▶ **Task details**: Format the listing below as a numbered list, leaving out any blank lines.

▶ **Given entries**:
################

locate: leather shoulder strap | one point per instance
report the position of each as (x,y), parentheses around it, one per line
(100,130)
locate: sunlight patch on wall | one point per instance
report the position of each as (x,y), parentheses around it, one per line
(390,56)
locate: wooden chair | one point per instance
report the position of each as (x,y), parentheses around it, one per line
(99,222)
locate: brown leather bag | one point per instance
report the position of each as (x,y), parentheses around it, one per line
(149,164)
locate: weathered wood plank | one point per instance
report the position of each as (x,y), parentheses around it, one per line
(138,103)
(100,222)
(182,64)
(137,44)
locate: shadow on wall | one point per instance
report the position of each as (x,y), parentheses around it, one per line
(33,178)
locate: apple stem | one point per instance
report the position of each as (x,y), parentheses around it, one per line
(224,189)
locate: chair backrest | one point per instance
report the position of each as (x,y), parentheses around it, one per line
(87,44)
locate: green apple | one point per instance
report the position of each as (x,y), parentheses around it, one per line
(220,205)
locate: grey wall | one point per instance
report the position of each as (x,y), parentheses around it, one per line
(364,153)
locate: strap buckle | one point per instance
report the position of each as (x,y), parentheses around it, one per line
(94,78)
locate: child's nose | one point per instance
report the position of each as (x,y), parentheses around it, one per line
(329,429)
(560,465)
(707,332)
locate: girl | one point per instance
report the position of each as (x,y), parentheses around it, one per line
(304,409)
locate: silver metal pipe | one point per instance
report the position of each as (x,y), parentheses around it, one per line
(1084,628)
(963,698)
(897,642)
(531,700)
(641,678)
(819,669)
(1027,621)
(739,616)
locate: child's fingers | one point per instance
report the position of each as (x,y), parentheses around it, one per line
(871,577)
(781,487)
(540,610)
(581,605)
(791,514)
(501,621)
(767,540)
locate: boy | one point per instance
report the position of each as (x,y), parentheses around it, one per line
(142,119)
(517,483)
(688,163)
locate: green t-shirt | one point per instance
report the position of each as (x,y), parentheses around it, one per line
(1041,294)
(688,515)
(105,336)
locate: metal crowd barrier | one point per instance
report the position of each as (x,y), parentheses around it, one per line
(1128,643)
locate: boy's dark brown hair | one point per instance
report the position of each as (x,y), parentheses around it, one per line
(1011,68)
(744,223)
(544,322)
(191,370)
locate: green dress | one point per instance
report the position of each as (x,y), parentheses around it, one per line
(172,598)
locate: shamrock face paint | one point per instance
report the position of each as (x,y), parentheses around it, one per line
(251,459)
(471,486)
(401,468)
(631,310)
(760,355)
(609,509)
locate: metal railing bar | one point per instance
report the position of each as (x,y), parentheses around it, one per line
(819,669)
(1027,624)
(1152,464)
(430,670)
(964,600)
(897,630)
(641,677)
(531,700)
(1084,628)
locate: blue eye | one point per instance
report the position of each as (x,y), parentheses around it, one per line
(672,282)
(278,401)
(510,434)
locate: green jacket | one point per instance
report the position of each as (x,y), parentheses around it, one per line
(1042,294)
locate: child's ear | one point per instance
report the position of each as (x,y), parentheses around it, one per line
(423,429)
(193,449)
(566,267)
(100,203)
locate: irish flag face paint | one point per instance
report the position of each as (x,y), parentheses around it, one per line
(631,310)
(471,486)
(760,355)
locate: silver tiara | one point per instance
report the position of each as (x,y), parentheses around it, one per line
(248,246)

################

▶ **Task result**:
1. locate: leather shoulder strap | one point per instance
2. report the position of each as (x,y), parentheses around it, one per line
3. (100,130)
4. locate: sunlight patch on wall | one point per instance
5. report the position of each as (x,y), parentheses around it, one per line
6. (390,56)
7. locate: wooden chair | one point per instance
8. report the position of each as (x,y), parentheses around it, one per line
9. (99,222)
10. locate: brown leather bag | one point per instance
11. report the position of each as (x,y), parentheses around it, one per line
12. (149,164)
13. locate: weathered wood plank | one point per instance
14. report the position of each as (x,y), parentheses around it, one per line
15. (138,103)
16. (100,222)
17. (182,64)
18. (137,44)
19. locate: shadow on wall | one point per instance
20. report the position of each as (x,y), parentheses around it, one per line
21. (33,178)
22. locate: apple stem | one point per instance
23. report the position of each as (x,y), parentheses around it, one per line
24. (224,189)
25. locate: chair backrest | one point per instance
26. report the position of each as (x,y), parentheses around it, one per line
27. (87,44)
28. locate: green apple | one point per instance
29. report the position of each as (x,y), parentheses around it, one per line
30. (220,205)
31. locate: grey wall | one point per instance
32. report the position of each as (x,y), parentheses around it, one per line
33. (364,153)
34. locate: strap buckle | one point per instance
35. report the position of each as (x,y), parentheses around it, one per line
36. (94,78)
37. locate: child's nose | one point per instance
38. report the position of each as (x,y), parentheses around it, one per line
39. (329,429)
40. (560,465)
41. (707,332)
42. locate: girl | one point per instance
43. report the position of each as (x,y), parentheses around it, one per line
44. (304,409)
45. locate: silver metal pipe | one point per instance
46. report the position of each as (x,y), parentheses around it, one per line
47. (1084,628)
48. (963,698)
49. (897,642)
50. (531,700)
51. (641,678)
52. (819,669)
53. (1027,621)
54. (739,616)
55. locate: child's fingers | one point per instance
56. report the position of each as (x,y), parentheses around it, one per line
57. (871,577)
58. (781,487)
59. (540,610)
60. (581,605)
61. (791,514)
62. (501,621)
63. (767,540)
64. locate: boy | one point per instance
65. report the position of each as (x,y), parentheses around it, one per line
66. (142,119)
67. (517,483)
68. (688,163)
69. locate: green t-shirt | one point per instance
70. report the position of each as (x,y), parentheses around it, one per line
71. (1041,294)
72. (688,515)
73. (105,336)
74. locate: metal crowd barrier | one point per instance
75. report the position of each as (x,y), parentheses around it, one per line
76. (1128,643)
77. locate: boy's dark brown hair | one point per instance
78. report the position of each as (x,y), parentheses around it, one per line
79. (1011,68)
80. (744,223)
81. (544,322)
82. (191,370)
83. locate: green dress | one point per instance
84. report the position of each as (x,y), parentheses around it, one per line
85. (172,598)
86. locate: shamrock face paint | one point per instance
87. report the position of each as (x,y), parentheses around it, one per line
88. (251,459)
89. (471,486)
90. (401,468)
91. (631,310)
92. (760,355)
93. (609,509)
94. locate: metal railing bar | one point per instance
95. report the position of each as (x,y), parentheses around it, one per line
96. (819,669)
97. (1027,624)
98. (1152,464)
99. (430,670)
100. (964,600)
101. (897,630)
102. (641,677)
103. (531,700)
104. (1084,628)
105. locate: blue eye | one point per instance
106. report the position of each as (x,y), parentheses around it, one per line
107. (672,282)
108. (278,401)
109. (510,434)
110. locate: green jacket | one point per instance
111. report the position of each as (x,y), parentheses around it, one per line
112. (1042,294)
113. locate: child's ear | one point per instance
114. report the position of each as (x,y), parentheses around it, one per line
115. (423,429)
116. (193,449)
117. (566,267)
118. (100,203)
119. locate: irish flag face paint | one point per instance
120. report the position of each as (x,y), parentheses around it, one per line
121. (631,310)
122. (471,486)
123. (760,355)
124. locate: silver tiara | one point per instance
125. report the position of each as (x,y), parentheses around it, one per line
126. (248,246)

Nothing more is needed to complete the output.